◆ Exercise A: Copy the parenting recipe word for word, starting at "JAB is curable" and stopping after "of doing both)".
◆ Exercise B:
Answer these questions from the parenting recipe:
(i) What pet does the writer mention having?
(ii) What warning follows "sports, or music lessons"?
(iii) How is the home environment described?

◆ Passage for review:
━━━

Just my 2 cents, a single custodial father, with 2 beautiful teenage boys and a weenie dog, and better recipes than anyone else in the PTA..Ha!!!
JAB is curable
MIX
- a dad, *
- a mom, *
- unwavering love,
- patience,
- understanding,
- sense of humor,
- time,
- monitored education,
- constant communications,
- sensitivity,
- historically accurate documentaries, scary, and stupid movies,
- sports, or music lessons, (be careful of doing both)
- fair rules, and guidelines,
- balanced diet, **
- well maintained sleep habits,
- regular and inventive practical jokes,
- principled parental lifestyle example,
- constant scrutiny,
- Clean and well maintained home environment,
- continuous and deep religious values!

━━━

◆ Data section:
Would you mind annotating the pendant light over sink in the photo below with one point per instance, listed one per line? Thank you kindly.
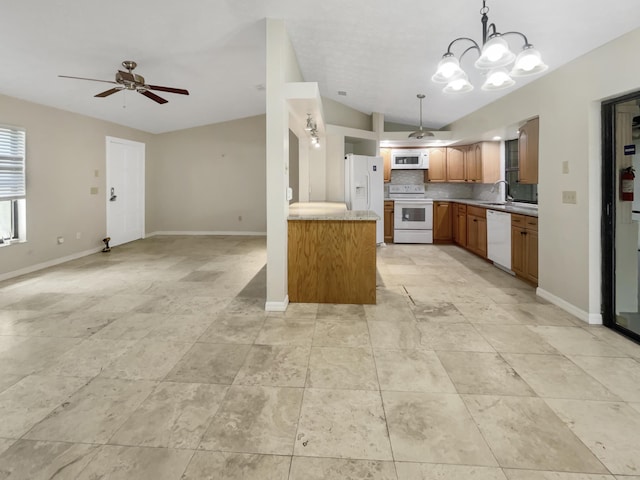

━━━

◆ Answer section A:
JAB is curable
MIX
- a dad, *
- a mom, *
- unwavering love,
- patience,
- understanding,
- sense of humor,
- time,
- monitored education,
- constant communications,
- sensitivity,
- historically accurate documentaries, scary, and stupid movies,
- sports, or music lessons, (be careful of doing both)

◆ Answer section B:
(i) A weenie dog.
(ii) Be careful of doing both.
(iii) Clean and well maintained.